SHORT PROBLEM:
Please copy the material below word for word, starting at the line that contains "Where can you see the black roof" and ending at the line that contains "Where can you see the sky", with both of those lines included. Leave the pictures out of your copy.

----- MATERIAL SUPPLIED

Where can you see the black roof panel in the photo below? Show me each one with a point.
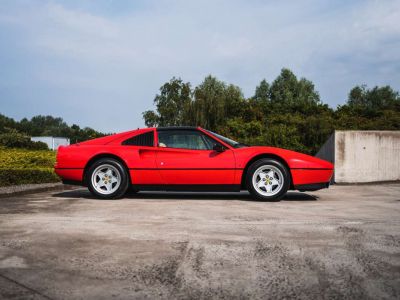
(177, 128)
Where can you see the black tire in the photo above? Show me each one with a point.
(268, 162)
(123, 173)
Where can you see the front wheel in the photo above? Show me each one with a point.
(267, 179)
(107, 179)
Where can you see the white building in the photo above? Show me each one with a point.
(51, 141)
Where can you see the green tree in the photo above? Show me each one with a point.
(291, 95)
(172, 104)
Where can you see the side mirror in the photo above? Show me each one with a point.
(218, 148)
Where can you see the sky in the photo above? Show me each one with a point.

----------
----- MATERIAL SUPPLIED

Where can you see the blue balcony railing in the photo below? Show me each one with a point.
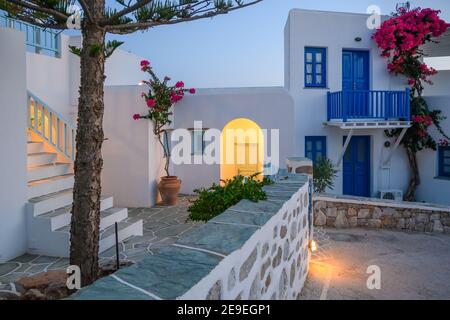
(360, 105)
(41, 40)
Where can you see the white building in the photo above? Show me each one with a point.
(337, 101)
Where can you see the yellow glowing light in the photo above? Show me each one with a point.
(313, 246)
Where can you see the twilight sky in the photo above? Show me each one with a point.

----------

EXERCISE RESULT:
Where can you see the black roof panel in the photo below? Show me each one with a point.
(177, 128)
Where can you see the black tire in the photo above? Show me each one with a point.
(268, 162)
(123, 173)
Where can you see the front wheel in the photo above? Show me each one with a point.
(267, 179)
(107, 179)
Where can you see the white building in the photo above? Show me each one with a point.
(51, 141)
Where can you see the green tree in the photo above? Show me each one with a point.
(291, 95)
(172, 104)
Where can you see the side mirror in the photo above? Show me each one with a point.
(218, 148)
Where can you see the sky in the photo above? Show me each one with a point.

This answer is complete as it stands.